Exercise description
Retype each record below word for word. Leave the pictures out.

Records shown
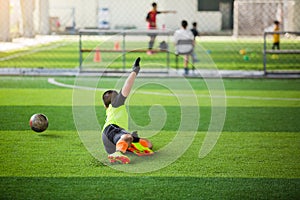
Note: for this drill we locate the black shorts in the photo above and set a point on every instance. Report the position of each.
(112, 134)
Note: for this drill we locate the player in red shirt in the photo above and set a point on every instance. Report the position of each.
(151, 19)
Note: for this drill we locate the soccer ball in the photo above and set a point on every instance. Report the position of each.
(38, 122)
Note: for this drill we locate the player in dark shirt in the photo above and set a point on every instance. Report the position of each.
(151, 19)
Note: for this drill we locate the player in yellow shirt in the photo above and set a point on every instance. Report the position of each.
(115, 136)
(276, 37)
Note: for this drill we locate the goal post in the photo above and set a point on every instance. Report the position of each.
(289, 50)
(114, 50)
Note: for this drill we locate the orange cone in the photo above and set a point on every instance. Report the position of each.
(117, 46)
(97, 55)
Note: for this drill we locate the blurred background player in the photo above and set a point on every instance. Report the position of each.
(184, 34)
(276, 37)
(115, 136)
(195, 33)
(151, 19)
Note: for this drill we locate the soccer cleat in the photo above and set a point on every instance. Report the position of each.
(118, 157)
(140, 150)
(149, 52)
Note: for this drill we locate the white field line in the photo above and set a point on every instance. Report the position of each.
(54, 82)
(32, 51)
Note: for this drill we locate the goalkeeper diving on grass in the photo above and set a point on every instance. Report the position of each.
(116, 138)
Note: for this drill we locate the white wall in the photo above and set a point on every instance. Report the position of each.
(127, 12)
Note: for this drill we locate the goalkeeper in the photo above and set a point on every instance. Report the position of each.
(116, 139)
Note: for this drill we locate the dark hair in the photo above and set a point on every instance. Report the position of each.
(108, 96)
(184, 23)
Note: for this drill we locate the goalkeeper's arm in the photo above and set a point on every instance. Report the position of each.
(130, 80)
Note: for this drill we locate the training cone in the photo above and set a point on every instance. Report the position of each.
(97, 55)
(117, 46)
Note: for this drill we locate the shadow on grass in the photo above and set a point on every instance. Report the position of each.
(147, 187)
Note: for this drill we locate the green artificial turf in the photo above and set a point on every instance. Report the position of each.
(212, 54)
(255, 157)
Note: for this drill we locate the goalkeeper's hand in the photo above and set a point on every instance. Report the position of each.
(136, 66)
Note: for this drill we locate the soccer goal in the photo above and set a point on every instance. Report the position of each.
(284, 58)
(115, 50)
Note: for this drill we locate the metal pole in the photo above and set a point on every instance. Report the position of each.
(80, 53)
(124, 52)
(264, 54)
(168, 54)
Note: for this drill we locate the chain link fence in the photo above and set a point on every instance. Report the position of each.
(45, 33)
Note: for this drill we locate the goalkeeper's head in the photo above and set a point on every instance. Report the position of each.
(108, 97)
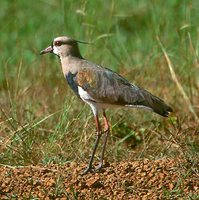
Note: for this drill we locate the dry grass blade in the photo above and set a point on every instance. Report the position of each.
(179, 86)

Response box
Note: for this drill we locate the black shorts in the photo above and set a point on every instance. Report the position of each.
(112, 134)
Note: for this drill we locate the player in red shirt in the photo above and set a point on every instance. Report the position of each.
(151, 19)
Note: for this drill we locate the soccer ball in the photo above and set a point on every instance. Report the position of each.
(38, 122)
Note: for this drill we locate the player in dark shirt in the photo above and set a point on every instance. Report the position of each.
(151, 19)
Note: for this drill we locate the player in yellow shirt in the photo above and set a point on every instance. Report the position of each.
(115, 136)
(276, 37)
Note: for this drill we locate the goal post in the photo above and set a point on every instance. Report the position of each.
(289, 50)
(114, 50)
Note: for this drill we locate the orange cone in the photo above and set a point on every instance. Report the position of each.
(117, 46)
(97, 55)
Note: for this drill we locate the blurred background player in the photo above and set a point on every instance. Report the position of each.
(184, 34)
(276, 37)
(115, 136)
(195, 33)
(151, 19)
Note: for this drill we locate the soccer cleat in the photo above and set a point on every instance. Report the position of each.
(118, 157)
(140, 150)
(149, 52)
Note: for this drill we locate the white field line in the photo above and set a point on every instance. Report the position of each.
(54, 82)
(32, 51)
Note: for this drill we locate the goalkeeper diving on grass in the photo above and set a point on every instance. Report the position of each.
(116, 138)
Note: for this drill we locate the white wall in the photo above and set a point on every instance. Report the position of each.
(127, 12)
Note: for this drill we locate the goalkeeper in the photo above and set a point on every instance. Report the position of each.
(116, 139)
Note: for this drill we locate the dark hair in the photo above and set a point on every instance. Report the position of each.
(108, 96)
(184, 23)
Note: for this drill we locate the goalkeeper's arm in the photo above and set a point on every instance. Report the position of each.
(130, 80)
Note: for this drill we locate the training cone in the photo above and set a point on every instance. Report the position of each.
(97, 55)
(117, 46)
Note: for this drill we locate the shadow on grass in the photo above and set a point on every instance. Report the position of each.
(147, 187)
Note: for this drill we locate the green artificial turf in the photo above and set a point on every instance. Report the position of each.
(212, 54)
(255, 157)
Note: for this drill we locate the goalkeeper's hand in the photo above and set a point on every instance. Report the position of each.
(136, 66)
Note: for this drill we locate the soccer goal in the photo above and set a point on every instance. Report the position of each.
(284, 58)
(115, 50)
Note: for this drill we locate the metal pole in the photo above and set a point on every instance. Report the position of each.
(80, 53)
(124, 52)
(264, 54)
(168, 54)
Note: for this drill we locate the chain link fence in the photo above and set a point on every instance. Report the position of each.
(45, 33)
Note: for this drill we locate the goalkeeper's head in the photo above and set a point on every instance. Report the position of each.
(108, 97)
Note: for this drill we locate the dry grass blade in the photo above and set a point on every instance. Report the position of each.
(179, 86)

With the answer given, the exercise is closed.